Work to complete. Report how many rows below contain the string "gray", with case counting, and reply with that number alone.

########

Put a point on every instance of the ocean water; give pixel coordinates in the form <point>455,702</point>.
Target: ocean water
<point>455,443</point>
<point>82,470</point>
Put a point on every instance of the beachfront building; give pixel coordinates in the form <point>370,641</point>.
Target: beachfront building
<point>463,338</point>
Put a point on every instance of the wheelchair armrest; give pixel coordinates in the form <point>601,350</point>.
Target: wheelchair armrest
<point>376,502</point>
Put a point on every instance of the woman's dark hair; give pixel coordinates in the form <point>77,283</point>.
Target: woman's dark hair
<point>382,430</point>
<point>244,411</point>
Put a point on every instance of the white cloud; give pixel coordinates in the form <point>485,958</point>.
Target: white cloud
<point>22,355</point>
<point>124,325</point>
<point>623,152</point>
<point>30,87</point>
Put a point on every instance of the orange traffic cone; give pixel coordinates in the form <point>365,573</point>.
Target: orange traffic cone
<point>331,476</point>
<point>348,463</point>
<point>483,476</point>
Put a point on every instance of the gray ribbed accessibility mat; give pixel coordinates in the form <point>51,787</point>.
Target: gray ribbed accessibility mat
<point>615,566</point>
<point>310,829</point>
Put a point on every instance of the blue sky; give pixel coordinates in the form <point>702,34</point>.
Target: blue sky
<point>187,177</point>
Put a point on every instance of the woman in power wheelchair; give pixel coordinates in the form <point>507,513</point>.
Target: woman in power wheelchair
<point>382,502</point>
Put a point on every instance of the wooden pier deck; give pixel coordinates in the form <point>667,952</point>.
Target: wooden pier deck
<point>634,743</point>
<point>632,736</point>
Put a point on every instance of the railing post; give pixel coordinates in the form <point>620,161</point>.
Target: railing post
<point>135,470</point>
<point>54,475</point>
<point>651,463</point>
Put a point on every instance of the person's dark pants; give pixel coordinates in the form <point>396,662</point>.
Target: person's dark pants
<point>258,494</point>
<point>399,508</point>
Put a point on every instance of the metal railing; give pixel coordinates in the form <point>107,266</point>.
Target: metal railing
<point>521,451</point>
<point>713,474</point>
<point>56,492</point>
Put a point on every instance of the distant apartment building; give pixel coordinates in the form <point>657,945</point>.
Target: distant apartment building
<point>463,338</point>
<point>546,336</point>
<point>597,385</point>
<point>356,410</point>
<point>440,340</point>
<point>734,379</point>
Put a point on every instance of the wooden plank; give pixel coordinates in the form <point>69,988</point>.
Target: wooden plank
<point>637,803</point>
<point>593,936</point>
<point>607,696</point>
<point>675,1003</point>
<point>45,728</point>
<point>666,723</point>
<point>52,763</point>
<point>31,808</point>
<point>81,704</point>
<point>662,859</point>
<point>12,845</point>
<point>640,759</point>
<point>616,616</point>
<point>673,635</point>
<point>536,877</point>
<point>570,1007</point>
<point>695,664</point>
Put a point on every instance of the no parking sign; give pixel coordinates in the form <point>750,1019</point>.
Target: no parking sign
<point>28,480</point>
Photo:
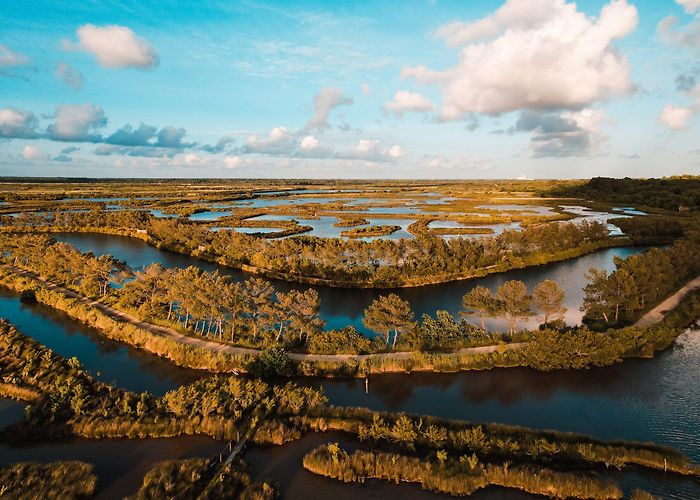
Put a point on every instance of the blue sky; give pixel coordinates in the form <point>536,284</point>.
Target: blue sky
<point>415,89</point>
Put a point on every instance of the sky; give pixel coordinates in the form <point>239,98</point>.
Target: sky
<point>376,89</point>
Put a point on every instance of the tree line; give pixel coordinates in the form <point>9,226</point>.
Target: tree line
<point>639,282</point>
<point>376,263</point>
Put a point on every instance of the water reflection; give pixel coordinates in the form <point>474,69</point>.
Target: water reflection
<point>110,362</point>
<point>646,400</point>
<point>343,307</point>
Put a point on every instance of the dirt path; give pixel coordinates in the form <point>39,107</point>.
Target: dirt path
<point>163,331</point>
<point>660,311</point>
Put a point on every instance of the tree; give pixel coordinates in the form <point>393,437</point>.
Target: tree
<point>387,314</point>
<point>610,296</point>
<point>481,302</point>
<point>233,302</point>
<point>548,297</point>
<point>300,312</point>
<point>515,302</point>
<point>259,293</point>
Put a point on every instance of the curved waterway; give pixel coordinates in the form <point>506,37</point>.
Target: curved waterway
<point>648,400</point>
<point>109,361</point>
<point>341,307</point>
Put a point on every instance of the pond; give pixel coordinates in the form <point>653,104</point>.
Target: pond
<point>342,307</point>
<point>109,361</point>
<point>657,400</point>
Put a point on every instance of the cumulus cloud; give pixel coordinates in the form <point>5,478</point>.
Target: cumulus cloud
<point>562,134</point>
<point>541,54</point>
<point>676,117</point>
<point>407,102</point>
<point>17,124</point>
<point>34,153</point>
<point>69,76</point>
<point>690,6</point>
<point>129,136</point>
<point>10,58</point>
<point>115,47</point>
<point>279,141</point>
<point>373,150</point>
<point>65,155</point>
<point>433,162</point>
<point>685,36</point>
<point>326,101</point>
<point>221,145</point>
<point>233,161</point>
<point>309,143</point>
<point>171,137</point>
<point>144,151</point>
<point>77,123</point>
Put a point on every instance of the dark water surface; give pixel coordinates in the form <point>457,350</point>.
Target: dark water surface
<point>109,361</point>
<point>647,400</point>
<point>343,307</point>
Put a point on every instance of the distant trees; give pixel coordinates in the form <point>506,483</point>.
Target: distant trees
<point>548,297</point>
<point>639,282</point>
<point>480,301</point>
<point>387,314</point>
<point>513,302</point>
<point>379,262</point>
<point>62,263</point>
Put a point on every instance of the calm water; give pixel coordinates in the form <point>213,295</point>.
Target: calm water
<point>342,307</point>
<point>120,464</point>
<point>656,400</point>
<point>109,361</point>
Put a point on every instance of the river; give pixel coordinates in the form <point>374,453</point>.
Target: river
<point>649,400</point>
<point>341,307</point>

########

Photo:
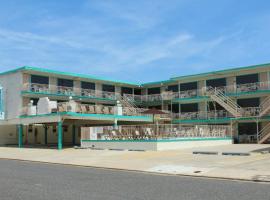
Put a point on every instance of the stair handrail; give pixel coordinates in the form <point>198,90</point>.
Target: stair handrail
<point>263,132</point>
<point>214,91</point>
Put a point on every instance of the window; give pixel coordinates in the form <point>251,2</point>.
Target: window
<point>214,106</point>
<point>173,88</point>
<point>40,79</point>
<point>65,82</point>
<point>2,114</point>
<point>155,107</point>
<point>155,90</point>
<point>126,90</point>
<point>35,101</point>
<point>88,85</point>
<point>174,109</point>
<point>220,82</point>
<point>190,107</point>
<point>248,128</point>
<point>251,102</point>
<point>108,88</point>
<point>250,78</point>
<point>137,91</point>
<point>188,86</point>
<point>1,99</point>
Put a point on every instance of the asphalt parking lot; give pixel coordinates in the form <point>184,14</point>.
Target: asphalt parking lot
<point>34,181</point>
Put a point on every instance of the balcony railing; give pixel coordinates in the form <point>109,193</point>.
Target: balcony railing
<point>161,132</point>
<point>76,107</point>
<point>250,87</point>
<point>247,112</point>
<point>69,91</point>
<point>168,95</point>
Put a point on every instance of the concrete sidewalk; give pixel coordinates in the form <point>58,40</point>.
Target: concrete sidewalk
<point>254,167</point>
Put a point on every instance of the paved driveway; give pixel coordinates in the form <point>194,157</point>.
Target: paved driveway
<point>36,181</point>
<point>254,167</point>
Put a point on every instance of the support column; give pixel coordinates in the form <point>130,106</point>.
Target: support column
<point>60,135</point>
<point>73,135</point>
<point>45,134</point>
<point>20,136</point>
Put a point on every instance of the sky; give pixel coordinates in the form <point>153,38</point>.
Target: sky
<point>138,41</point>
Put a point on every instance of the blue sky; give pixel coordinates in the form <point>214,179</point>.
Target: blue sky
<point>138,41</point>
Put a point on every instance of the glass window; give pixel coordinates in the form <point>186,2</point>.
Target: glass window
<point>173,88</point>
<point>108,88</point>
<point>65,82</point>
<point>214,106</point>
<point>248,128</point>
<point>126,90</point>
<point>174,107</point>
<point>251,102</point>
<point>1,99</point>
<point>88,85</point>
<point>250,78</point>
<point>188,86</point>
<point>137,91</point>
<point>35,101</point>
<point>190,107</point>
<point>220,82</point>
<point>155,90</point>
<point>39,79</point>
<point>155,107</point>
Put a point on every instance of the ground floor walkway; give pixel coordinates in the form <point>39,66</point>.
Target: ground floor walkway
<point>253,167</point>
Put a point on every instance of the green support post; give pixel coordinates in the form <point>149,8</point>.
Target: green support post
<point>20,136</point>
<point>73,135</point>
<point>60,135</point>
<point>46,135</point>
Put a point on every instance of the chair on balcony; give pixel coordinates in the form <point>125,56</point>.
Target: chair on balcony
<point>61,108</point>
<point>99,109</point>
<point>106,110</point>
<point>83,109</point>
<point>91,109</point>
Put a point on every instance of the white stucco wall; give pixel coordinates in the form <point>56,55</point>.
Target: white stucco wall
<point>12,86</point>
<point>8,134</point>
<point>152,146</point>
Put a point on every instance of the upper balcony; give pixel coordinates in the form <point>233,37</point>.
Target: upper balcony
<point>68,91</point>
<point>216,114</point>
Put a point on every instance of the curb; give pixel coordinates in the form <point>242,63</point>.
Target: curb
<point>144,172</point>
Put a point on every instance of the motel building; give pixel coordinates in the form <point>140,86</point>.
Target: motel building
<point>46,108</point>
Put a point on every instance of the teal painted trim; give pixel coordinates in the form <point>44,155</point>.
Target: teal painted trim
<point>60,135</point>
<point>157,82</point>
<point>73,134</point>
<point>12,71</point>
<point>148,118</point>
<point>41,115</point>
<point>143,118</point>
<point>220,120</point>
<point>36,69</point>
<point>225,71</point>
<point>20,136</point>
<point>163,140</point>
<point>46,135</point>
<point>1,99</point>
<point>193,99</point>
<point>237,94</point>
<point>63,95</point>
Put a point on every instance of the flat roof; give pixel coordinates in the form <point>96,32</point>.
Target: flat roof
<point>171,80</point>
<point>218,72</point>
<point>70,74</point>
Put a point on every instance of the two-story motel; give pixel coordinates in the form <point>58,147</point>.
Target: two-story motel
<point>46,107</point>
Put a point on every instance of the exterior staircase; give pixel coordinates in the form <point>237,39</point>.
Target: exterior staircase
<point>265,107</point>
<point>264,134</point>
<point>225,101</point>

########

Solution to this task. 2